BEGIN THE RECORDS

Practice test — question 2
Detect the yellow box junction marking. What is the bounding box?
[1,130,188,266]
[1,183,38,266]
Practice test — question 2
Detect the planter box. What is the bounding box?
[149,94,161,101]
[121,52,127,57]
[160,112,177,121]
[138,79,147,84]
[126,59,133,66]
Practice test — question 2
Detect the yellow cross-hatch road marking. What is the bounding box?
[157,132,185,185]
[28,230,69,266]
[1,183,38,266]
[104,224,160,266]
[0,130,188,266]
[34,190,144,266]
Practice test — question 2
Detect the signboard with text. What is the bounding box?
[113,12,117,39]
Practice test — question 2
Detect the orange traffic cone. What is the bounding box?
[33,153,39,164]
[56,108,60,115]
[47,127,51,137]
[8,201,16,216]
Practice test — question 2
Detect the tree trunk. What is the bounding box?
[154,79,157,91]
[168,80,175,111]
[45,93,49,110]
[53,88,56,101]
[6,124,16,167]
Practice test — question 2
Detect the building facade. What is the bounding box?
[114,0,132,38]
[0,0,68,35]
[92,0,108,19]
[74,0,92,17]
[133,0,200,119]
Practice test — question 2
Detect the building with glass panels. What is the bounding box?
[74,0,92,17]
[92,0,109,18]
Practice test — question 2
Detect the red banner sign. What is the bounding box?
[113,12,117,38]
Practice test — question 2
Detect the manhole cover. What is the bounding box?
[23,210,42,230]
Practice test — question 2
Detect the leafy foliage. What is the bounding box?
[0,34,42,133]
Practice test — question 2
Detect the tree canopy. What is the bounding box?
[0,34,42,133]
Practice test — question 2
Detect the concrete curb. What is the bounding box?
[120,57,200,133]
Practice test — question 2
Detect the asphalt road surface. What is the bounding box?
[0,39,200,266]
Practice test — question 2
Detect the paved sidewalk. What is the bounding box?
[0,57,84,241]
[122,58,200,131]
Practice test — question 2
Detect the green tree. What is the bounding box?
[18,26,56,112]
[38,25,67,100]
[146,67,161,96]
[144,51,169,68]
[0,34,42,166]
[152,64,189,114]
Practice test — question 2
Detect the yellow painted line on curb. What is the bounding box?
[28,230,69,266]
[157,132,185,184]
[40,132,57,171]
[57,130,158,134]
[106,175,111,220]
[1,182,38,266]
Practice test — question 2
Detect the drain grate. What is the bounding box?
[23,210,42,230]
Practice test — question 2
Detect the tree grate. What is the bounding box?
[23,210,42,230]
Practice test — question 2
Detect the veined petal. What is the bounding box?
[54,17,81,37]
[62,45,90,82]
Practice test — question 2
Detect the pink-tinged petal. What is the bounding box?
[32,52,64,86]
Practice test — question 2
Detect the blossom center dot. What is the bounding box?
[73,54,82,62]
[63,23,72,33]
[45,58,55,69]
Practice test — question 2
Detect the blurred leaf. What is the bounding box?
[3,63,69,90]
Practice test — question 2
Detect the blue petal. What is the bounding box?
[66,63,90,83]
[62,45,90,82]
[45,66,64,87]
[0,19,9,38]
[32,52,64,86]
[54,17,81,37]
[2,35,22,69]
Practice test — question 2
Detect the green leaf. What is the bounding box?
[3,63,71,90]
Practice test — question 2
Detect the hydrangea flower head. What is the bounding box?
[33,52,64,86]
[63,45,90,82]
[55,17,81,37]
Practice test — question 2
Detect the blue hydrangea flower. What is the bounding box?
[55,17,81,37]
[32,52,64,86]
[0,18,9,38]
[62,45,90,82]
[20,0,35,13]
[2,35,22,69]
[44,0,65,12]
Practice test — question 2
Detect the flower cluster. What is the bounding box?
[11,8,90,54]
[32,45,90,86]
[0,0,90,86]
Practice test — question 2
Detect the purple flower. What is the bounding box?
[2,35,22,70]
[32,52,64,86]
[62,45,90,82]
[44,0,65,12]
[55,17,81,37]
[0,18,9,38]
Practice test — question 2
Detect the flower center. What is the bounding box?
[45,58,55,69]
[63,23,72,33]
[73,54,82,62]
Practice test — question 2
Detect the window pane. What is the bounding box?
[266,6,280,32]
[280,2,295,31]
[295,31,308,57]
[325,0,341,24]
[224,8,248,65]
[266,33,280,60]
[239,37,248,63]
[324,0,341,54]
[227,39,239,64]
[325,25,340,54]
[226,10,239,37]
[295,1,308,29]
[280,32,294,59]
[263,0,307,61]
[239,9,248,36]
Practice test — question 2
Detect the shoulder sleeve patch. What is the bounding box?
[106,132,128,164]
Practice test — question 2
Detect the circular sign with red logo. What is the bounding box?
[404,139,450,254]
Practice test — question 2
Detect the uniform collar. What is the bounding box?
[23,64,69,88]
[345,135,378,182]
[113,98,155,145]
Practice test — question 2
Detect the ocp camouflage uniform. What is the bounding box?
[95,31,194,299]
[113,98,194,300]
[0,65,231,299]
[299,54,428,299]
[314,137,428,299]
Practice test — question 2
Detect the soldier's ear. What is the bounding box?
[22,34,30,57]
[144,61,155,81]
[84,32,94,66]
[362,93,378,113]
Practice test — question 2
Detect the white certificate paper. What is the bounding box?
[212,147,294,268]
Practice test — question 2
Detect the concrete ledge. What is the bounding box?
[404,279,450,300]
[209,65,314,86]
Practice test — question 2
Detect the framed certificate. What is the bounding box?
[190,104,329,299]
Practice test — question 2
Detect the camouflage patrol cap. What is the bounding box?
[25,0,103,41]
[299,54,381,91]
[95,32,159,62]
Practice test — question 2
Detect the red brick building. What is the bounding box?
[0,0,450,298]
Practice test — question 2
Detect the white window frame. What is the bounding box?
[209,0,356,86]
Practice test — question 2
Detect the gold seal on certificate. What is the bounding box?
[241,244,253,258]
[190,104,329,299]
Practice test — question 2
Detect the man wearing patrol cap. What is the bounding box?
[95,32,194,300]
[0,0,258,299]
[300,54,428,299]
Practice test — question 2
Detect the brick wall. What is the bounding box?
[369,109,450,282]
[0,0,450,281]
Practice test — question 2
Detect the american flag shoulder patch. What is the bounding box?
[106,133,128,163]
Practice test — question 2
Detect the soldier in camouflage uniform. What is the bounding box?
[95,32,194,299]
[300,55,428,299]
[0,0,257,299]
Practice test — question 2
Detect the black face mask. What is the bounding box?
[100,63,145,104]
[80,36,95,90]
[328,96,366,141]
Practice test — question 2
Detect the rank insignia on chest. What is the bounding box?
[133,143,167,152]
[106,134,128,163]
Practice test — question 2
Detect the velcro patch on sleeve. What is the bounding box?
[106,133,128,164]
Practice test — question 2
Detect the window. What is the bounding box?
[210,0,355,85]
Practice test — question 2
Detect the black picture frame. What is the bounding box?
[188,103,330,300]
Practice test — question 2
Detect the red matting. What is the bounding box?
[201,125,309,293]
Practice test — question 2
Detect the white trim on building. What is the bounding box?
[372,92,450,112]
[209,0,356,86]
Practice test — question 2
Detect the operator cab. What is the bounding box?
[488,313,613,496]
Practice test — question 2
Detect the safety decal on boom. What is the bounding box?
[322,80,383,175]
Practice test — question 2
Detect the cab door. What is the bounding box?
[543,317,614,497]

END THE RECORDS

## EXERCISE DIRECTIONS
Copy each line of the records above that contains the string "uniform", matching case exactly.

## REPLY
Detect the uniform collar. What is the bounding box?
Detect the ocp camouflage uniform. What is the bounding box?
Detect the soldier in camouflage uniform. What is the bounding box?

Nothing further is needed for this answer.